▶ **Exercices à réaliser**:
- 1) Imprimez le passage de l'extrait qui s'ouvre sur les mots contenant « Les exemples sont » et se termine par « plus saugrenues ! ».
- 2) Indiquez, d'après l'extrait, combien de personnes se sont noyées en plongeant pour sauver le poulet.

▶ **Extrait**:

Les exemples sont légions, certains menant au rire, d’autres au désastre. Tout d’abord, plantons le décor d’une situation inhabituelle : forte inondation, un barrage, et là, dans l’eau, un poulet (oui, le volatile qui pond des œufs, et dont le cerveau n’atteint pas la taille d’une cacahuète) est en train de se noyer. Les gens, avec le cœur qu’on leur connaît, envisagent alors de sauver le pauvre volatile apparemment condamné à finir englouti par les flots déchaînés. Croyez-vous que notre bande d’intellectuels ait concocté ? Plonger pour sauver la bestiole pardi ! Et hop... trois noyés. Magnifique résultat, même si l’on pondère ce drame avec le fait que le poulet a, par la suite, trouvé refuge tout seul sur une berge. L’histoire ne dit pas si les familles des noyés ont mangé le volatile en mesure de rétorsion... Ah, l’intelligence mise au service des idées les plus saugrenues !

Données d'ancrage d'objets en langage naturel:
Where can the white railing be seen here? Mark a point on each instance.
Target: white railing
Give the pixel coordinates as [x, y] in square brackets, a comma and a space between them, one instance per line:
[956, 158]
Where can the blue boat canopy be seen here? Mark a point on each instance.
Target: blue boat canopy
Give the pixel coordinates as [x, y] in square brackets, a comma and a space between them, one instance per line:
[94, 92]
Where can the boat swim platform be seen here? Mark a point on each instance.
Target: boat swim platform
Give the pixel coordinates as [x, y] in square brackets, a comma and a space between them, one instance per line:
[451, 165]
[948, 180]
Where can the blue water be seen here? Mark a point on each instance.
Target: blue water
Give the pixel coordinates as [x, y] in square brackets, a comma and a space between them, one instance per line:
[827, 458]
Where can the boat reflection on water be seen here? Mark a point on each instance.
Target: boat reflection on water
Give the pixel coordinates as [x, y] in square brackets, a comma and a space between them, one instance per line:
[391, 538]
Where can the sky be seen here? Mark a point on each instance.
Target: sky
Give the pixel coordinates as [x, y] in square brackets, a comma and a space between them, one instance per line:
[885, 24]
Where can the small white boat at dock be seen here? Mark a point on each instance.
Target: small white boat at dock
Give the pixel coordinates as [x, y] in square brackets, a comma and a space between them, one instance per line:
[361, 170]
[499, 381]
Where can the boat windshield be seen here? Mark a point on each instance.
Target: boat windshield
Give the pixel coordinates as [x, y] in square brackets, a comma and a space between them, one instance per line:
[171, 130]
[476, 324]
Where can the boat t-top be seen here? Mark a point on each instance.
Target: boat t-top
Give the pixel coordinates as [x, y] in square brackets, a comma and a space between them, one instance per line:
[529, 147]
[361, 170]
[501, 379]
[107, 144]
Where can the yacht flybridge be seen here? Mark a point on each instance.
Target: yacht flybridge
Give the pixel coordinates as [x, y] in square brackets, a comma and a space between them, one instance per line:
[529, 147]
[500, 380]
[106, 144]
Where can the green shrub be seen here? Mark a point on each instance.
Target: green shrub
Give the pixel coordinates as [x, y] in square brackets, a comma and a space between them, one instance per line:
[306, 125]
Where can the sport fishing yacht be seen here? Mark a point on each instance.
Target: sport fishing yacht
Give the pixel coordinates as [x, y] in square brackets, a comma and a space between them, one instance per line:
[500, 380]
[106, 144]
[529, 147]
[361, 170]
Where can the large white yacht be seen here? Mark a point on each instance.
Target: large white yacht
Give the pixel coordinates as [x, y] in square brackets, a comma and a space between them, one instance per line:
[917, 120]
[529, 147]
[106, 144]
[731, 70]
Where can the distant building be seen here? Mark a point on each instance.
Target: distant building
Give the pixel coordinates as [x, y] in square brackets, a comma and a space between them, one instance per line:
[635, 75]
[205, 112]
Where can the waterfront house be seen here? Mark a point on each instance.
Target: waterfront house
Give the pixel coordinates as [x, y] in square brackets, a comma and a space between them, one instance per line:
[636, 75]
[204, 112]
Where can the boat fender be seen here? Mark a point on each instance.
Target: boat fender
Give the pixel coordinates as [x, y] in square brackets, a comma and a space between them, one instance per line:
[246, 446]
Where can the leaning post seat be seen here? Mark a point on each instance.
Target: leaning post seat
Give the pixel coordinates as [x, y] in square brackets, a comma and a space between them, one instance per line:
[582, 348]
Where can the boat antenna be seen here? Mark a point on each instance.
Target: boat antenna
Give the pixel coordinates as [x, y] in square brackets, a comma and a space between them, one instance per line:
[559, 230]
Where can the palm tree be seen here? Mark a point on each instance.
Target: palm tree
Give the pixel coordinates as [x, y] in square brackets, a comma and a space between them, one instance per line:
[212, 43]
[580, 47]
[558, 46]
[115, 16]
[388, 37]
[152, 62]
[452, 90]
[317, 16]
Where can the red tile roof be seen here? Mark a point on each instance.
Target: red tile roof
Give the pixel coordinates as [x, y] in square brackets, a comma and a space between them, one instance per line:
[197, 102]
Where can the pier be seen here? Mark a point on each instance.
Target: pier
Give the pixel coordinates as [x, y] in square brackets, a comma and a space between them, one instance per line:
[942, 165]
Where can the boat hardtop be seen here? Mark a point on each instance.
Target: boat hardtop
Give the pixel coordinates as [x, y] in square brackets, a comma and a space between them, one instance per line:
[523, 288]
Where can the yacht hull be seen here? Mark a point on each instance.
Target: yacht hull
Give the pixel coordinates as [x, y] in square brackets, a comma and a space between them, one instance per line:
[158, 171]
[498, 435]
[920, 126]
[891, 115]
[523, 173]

▶ **Solutions des problèmes**:
- 1)
Les exemples sont légions, certains menant au rire, d’autres au désastre. Tout d’abord, plantons le décor d’une situation inhabituelle : forte inondation, un barrage, et là, dans l’eau, un poulet (oui, le volatile qui pond des œufs, et dont le cerveau n’atteint pas la taille d’une cacahuète) est en train de se noyer. Les gens, avec le cœur qu’on leur connaît, envisagent alors de sauver le pauvre volatile apparemment condamné à finir englouti par les flots déchaînés. Croyez-vous que notre bande d’intellectuels ait concocté ? Plonger pour sauver la bestiole pardi ! Et hop... trois noyés. Magnifique résultat, même si l’on pondère ce drame avec le fait que le poulet a, par la suite, trouvé refuge tout seul sur une berge. L’histoire ne dit pas si les familles des noyés ont mangé le volatile en mesure de rétorsion... Ah, l’intelligence mise au service des idées les plus saugrenues !

- 2) Trois personnes se sont noyées.